** 練習問題 **
1. 読解文のうち、「そして同盟の立法当局は彼らの」から「持しなければならないのです。」までをすべて、一字も変えずに抜き出してください。
2. 読解文によると、同盟政府は何のために、理想的な民主政国家という体面を維持しなければならないのですか。

** 読解文 **

□ □ □

もし限定されなかったら大変なことになります。その点も含めて時代を進めてみましょう。
「640年組」の亡命者達の子供の世代、即ち同盟で生まれ育った彼らは同盟の民主主義礼賛の教育を受けて育っています。親が亡命者であるだけに「元々の同盟市民」の子弟が受けるそれよりもさらに激しい、洗脳とすら言ってよいほどの自由・平等教育です。それゆえに彼らは自分たちが何故参政権を持っていないのかについて、強い不満を抱くようになります。圧倒的な人数の彼らの不満は当然「法的・政治的差別」の全廃を求める運動を全同盟において引き起こすでしょう。
そして同盟の立法当局は彼らの要求を拒否できません。何しろ差別立法の根拠となった「帝国出身」という理由が存在しませんから。立法府が頑なに拒否しても、司法サイドから違憲判決がでるのがセキのヤマです。
それにもまして重要なのが、人口確保という観点から見た時の差別政策です。もし堂々と「法的・政治的差別」が同盟において亡命者に課されていた場合、それは帝国にどう伝わるでしょうか?「見ろ、奴らは奇麗事を口にしているが実際は差別主義者だ」と帝国政府が喧伝するに決まっています。その結果亡命者が減ってしまったらどうなります?ただでさえ圧倒的に不利な人口差を埋める最大の手段が大幅に効果を減ずることになります。同盟政府は帝国から亡命者を呼びつづけるため、同盟を理想的な民主政国家という体面を維持しなければならないのです。
従って、初期の最大勢力を誇る「640年組」の亡命者一族に対する「法的・政治的差別」は、その子供の世代には完全に消滅しているはずです。
で、これまで議論してこなかった「社会的差別」も、時を同じくして大幅に解消します。SAIさまはこの「社会的差別」につき、職差と文化・慣習の差を根拠として発生するとしていますが、同盟においてはこれは長続きしないでしょう。何しろ人数が圧倒的ですから、ありとあらゆる職種が亡命者と子孫達を必要としています。職差など一瞬で消滅してしまいます。それに文化的な違いについては、そもそもそれほど存在するとは思えません。これについては文化面の記述が本編に少ないので言い出したら水掛け論になりますが、少なくとも1619年のピルグリム・ファーザーズの子孫達と1714年のジョージア植民地建設者達の間に重大な文化的差異があって対立抗争が発生したという話は聞いた事がありません。それと同じことでしょう。そして仮にあったとしても、「法的・政治的差別」が上記のように解消されますから、亡命者子孫組は参政権を回復します。圧倒的な票数を有する亡命者子孫組に対し「元々の同盟市民」は勝ち目がありません。「亡命者を排除せよ」と呼号するハイダーのような人物は選挙で確実に負けます。結局、「元々の同盟市民」の方が亡命者サイドに歩み寄らなくてはならなくなるのです。「社会的差別」など、圧倒的な数の差で逆にカウンターされます。

□ □ □

** データ **
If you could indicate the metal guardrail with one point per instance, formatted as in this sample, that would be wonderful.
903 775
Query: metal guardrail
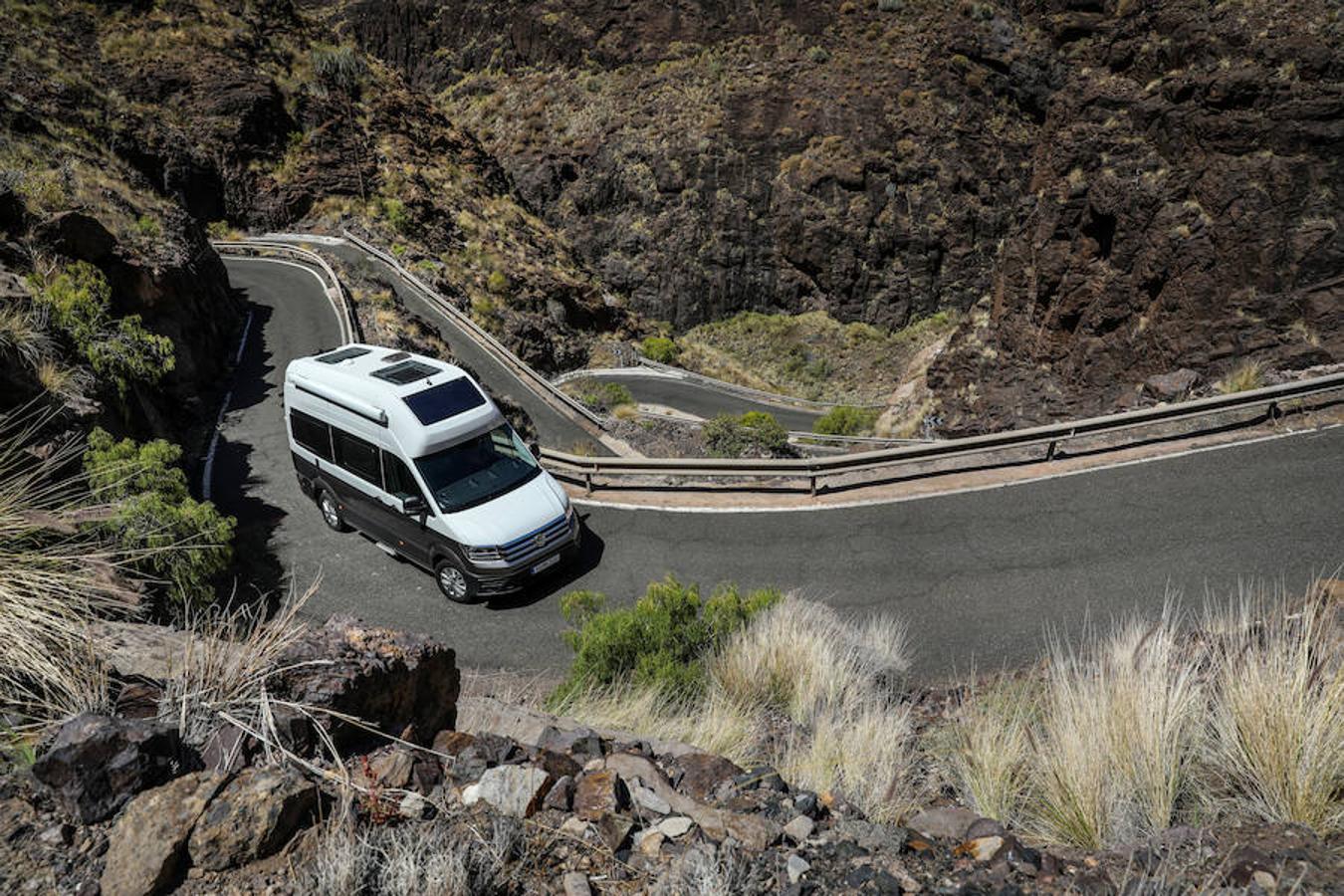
591 472
535 381
351 331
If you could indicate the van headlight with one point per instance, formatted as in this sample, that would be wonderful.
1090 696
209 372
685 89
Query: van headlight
484 555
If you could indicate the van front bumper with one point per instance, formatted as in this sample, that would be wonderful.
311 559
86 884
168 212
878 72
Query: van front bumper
494 581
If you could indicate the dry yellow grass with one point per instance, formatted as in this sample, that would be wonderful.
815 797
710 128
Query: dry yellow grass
1275 739
825 680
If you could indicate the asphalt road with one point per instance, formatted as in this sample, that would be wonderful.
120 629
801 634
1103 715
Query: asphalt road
979 576
553 427
702 400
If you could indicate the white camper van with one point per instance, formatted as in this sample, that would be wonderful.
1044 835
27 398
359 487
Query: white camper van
413 453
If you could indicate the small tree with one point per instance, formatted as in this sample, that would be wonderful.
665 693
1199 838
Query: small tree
660 348
845 419
119 348
659 642
753 433
163 531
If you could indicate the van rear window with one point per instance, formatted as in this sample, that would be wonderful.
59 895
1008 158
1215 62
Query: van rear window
441 402
312 434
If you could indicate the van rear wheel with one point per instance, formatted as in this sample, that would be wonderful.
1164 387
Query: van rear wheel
453 581
331 512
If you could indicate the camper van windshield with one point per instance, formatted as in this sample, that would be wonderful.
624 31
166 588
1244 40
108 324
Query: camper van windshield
479 469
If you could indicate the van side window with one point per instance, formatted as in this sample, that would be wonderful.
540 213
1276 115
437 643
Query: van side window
356 456
312 434
399 483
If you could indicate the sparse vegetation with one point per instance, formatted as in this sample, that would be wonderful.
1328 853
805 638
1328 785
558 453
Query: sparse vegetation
845 419
1242 377
812 354
156 523
755 433
118 348
660 348
659 642
601 395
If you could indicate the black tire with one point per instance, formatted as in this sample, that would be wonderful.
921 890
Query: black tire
330 508
453 581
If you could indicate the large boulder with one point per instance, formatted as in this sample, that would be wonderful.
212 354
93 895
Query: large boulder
399 683
97 764
252 817
514 790
146 846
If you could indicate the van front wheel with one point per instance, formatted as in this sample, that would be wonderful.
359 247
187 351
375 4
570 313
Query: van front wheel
453 581
331 512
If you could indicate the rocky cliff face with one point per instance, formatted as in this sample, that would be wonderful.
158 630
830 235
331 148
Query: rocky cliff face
1118 188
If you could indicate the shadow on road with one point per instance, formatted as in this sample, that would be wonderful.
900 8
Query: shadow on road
587 559
256 568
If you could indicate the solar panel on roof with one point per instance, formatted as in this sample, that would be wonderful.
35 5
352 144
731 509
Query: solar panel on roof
405 372
441 402
341 354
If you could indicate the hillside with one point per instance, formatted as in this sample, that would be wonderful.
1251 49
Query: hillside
1113 189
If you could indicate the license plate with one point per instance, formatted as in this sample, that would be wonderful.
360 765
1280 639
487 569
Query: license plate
546 564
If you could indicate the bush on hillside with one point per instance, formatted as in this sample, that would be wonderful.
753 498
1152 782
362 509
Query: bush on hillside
756 433
660 348
157 524
603 396
660 642
118 348
845 419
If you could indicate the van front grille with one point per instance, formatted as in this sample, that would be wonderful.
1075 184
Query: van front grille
538 542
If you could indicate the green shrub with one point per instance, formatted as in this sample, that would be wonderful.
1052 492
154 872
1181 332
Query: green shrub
603 396
163 531
660 348
755 433
660 642
845 419
338 69
121 348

□ □ □

** 各問の解答 **
1.
そして同盟の立法当局は彼らの要求を拒否できません。何しろ差別立法の根拠となった「帝国出身」という理由が存在しませんから。立法府が頑なに拒否しても、司法サイドから違憲判決がでるのがセキのヤマです。
それにもまして重要なのが、人口確保という観点から見た時の差別政策です。もし堂々と「法的・政治的差別」が同盟において亡命者に課されていた場合、それは帝国にどう伝わるでしょうか?「見ろ、奴らは奇麗事を口にしているが実際は差別主義者だ」と帝国政府が喧伝するに決まっています。その結果亡命者が減ってしまったらどうなります?ただでさえ圧倒的に不利な人口差を埋める最大の手段が大幅に効果を減ずることになります。同盟政府は帝国から亡命者を呼びつづけるため、同盟を理想的な民主政国家という体面を維持しなければならないのです。

2. 帝国から亡命者を呼びつづけるためです。